Work to complete:
List every line in the records below that contains the word "wall". Case counts, so match only that exact capitalization.
* Begin *
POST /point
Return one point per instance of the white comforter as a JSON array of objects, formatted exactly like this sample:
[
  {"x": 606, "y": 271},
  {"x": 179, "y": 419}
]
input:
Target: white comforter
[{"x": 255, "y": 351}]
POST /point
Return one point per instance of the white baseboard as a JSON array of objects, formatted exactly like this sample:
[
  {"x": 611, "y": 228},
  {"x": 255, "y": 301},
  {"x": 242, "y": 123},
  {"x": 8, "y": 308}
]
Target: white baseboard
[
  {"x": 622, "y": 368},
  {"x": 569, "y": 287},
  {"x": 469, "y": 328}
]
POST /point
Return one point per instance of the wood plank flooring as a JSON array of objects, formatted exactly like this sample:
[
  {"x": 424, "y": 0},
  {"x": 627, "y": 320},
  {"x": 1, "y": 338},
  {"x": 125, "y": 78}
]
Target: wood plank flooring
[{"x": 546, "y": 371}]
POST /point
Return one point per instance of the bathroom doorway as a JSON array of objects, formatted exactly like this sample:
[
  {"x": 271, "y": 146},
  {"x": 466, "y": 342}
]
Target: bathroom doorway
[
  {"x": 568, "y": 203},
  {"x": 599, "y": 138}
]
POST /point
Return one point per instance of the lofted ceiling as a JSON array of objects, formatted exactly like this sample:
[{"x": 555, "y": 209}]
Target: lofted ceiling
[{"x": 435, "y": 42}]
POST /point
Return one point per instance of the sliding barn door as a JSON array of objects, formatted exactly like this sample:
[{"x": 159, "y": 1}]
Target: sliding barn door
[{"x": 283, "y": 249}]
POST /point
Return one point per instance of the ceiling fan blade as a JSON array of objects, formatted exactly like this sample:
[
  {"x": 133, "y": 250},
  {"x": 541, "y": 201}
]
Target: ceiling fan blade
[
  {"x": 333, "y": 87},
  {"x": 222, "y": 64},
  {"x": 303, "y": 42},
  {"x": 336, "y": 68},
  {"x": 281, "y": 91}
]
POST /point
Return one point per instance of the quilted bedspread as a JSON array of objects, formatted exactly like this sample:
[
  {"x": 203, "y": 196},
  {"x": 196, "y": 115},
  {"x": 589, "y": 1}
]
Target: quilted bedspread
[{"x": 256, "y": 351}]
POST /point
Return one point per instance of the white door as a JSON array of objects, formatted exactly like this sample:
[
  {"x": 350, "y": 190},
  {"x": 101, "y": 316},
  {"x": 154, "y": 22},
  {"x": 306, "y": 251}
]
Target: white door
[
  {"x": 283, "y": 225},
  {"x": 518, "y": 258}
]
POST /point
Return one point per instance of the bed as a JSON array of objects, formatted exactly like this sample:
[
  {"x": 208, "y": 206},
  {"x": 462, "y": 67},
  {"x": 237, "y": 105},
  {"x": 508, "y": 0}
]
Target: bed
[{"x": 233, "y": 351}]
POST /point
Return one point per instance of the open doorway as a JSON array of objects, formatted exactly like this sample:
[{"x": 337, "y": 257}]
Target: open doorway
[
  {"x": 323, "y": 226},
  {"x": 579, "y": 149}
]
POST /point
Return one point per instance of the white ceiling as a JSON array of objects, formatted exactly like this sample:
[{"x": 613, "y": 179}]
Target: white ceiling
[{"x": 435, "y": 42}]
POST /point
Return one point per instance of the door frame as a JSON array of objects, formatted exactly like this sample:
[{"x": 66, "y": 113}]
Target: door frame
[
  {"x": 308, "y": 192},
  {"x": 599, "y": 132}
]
* End *
* Begin *
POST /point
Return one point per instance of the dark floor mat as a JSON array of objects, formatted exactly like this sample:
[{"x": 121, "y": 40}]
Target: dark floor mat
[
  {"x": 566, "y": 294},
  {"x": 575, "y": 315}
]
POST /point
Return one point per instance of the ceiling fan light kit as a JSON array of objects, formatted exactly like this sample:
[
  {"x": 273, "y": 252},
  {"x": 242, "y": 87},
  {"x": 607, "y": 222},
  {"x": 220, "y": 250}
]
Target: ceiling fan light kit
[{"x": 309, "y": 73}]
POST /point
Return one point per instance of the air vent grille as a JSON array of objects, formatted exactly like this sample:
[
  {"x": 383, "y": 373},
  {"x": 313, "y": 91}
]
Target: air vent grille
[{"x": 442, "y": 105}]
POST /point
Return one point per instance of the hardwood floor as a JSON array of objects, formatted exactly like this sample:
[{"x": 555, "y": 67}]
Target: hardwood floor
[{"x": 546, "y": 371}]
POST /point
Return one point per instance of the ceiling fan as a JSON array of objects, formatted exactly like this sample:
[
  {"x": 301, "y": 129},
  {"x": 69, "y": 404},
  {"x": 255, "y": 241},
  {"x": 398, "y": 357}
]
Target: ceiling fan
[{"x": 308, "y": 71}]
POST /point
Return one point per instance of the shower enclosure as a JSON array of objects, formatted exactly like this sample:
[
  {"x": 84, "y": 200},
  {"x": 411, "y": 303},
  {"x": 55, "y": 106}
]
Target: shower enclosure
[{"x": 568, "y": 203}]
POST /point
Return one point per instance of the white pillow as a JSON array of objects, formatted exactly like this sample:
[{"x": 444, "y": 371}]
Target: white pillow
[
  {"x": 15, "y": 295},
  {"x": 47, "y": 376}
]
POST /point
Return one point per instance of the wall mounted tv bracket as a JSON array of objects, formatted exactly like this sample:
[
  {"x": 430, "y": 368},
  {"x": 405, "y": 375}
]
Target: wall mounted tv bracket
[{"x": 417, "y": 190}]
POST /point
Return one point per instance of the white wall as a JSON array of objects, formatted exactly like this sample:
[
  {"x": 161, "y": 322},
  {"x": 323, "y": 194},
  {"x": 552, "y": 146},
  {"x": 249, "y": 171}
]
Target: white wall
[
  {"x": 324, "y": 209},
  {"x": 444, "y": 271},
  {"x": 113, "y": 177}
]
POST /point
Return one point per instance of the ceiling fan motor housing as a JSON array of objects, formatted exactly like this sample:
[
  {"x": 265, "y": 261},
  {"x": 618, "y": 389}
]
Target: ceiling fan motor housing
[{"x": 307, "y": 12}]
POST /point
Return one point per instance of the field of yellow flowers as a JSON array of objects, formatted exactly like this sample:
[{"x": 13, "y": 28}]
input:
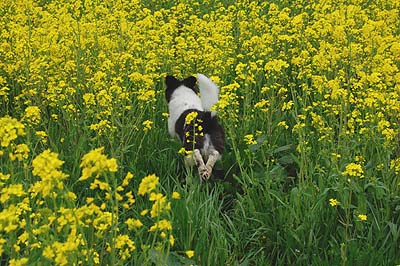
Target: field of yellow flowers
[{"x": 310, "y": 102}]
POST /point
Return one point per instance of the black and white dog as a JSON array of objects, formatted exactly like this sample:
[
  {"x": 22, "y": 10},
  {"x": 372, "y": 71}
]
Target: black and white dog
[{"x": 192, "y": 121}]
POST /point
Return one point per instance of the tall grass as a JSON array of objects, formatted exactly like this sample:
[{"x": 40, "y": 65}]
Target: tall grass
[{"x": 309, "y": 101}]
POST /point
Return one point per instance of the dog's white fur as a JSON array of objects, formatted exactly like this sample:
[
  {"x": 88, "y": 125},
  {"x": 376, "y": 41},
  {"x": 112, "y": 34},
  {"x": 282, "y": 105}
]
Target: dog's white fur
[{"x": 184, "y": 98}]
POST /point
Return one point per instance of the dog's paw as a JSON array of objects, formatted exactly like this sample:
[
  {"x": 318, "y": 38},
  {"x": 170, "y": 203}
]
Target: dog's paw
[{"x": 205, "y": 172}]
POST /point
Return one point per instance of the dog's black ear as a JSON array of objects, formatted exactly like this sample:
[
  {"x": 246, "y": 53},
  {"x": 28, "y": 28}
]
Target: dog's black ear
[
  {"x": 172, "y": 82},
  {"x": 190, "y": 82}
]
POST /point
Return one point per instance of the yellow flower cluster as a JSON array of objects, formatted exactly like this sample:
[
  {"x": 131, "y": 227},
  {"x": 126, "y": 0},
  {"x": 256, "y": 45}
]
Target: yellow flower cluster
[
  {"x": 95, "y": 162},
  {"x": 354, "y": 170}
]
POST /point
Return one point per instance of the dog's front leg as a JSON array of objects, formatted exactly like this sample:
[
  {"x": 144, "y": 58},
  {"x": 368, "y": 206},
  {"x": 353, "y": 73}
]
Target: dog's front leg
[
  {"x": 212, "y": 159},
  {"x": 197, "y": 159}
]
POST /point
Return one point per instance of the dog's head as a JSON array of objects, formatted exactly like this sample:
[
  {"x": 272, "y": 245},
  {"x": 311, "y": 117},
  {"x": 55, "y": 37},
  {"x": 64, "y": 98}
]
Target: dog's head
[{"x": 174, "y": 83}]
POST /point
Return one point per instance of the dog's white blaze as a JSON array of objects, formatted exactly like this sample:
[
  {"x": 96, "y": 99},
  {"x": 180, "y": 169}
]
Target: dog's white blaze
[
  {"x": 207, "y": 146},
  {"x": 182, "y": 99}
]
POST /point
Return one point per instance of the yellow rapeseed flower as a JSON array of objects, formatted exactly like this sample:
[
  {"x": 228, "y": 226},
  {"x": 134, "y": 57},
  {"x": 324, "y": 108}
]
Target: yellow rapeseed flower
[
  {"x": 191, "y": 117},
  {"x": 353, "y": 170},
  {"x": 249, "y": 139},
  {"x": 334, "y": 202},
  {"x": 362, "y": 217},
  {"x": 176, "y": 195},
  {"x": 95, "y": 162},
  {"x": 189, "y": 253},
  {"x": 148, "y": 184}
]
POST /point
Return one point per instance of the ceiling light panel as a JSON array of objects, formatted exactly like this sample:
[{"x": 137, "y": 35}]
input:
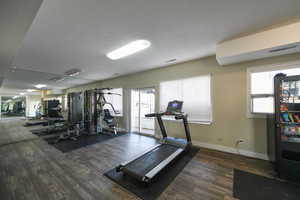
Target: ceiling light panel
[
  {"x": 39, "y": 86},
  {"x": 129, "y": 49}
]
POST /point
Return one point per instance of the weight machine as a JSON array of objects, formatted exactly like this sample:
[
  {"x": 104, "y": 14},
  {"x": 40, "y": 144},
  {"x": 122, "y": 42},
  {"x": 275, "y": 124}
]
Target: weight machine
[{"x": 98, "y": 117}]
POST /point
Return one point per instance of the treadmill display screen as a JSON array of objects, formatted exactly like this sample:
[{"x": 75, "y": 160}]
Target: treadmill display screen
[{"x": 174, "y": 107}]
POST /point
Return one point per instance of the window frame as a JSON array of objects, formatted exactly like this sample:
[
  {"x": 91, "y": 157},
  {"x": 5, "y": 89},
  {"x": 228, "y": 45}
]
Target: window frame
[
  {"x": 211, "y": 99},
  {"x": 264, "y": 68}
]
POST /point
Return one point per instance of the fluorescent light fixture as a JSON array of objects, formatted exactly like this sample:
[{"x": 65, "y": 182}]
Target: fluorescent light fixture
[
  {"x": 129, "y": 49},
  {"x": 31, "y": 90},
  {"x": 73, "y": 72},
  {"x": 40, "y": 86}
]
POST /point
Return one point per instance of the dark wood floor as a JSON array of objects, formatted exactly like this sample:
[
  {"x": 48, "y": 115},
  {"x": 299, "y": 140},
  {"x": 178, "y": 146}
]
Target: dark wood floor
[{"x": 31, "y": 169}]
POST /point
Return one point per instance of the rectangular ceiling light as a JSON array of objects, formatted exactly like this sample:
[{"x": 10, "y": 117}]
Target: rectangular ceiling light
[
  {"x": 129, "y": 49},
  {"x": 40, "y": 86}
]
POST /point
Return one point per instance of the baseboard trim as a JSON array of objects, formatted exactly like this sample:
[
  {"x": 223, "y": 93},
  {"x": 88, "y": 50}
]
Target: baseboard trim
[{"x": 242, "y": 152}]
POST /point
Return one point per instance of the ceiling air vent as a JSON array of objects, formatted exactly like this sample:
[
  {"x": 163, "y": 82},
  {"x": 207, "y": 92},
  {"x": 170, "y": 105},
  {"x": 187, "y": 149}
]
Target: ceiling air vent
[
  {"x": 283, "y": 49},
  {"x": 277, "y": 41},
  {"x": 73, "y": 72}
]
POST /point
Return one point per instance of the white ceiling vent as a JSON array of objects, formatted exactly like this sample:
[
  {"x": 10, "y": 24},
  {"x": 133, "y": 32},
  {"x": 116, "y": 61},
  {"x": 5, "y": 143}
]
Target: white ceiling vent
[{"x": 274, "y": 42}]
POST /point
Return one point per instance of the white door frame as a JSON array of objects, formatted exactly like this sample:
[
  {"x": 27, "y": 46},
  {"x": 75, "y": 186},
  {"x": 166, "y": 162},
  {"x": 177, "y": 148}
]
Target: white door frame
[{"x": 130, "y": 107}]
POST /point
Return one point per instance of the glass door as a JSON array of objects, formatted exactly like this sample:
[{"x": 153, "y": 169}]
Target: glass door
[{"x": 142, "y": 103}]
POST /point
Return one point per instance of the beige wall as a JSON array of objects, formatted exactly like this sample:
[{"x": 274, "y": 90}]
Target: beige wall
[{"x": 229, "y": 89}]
* End *
Result:
Return one point per instance of the wall mounted tv bracket as a JSON array of objects, formatted exactly like this sample:
Target: wall mounted tv bracket
Return one point per instance of the white wall as a JSON array of objects, formatted exactly like this sample:
Target: white wall
Return one point per instance of the beige wall as a JSON array of objects, formatted exactly like this sample:
Target: beige wall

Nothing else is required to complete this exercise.